Check your understanding -
A) Translate into French the following sentence from the passage on embryo screening for IQ: "Managers boasted their methods could produce a gain of more than six IQ points."
B) Continue the passage on embryo screening for IQ from the point where it ends.

Excerpted text -
=======

“It’s the first thing I read every day.” — Brigadier General (retired) Russ Howard, founding director of The Combating Terrorism Center at West Point.
1. A US startup company is offering to help wealthy couples screen their embryos for IQ using controversial technology that raises questions about the ethics of genetic enhancement. The company, Heliospect Genomics, has worked with more than a dozen couples undergoing IVF, according to undercover video footage. The recordings show the company marketing its services at up to $50,000 (£38,000) for clients seeking to test 100 embryos, and claiming to have helped some parents select future children based on genetic predictions of intelligence. Managers boasted their methods could produce a gain of more than six IQ points. The Heliospect Genomics website is worth a look (Source: theguardian.com, heliospectgenomics.com)

=======

(Records taken from a dataset)
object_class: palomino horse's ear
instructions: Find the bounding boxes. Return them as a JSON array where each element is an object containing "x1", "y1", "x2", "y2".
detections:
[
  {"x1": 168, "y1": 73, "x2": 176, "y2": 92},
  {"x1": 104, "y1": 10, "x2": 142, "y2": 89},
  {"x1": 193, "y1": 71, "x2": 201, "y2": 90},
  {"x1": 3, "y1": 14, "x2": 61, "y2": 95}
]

=======

Answer list -
A) Les dirigeants se sont vantés que leurs méthodes pouvaient produire un gain de plus de six points de QI.

B)
2. South China Morning Post:
If China’s fertility rate remains on its downward trajectory, for every newborn in the future, six people would die – a trend that threatens to intensify the nation’s demographic crisis, a demographer has cautioned.
“With the current half-hearted incentive policies, not only is it impossible to raise the fertility rate, but even maintaining it at 1.0 seems out of reach,” warned a recent report published by the YuWa Population Research Institute.
“Anti-marriage and anti-childbearing sentiments are intensifying, and the pro-birth policies aren’t even enough to counter this downward trend.”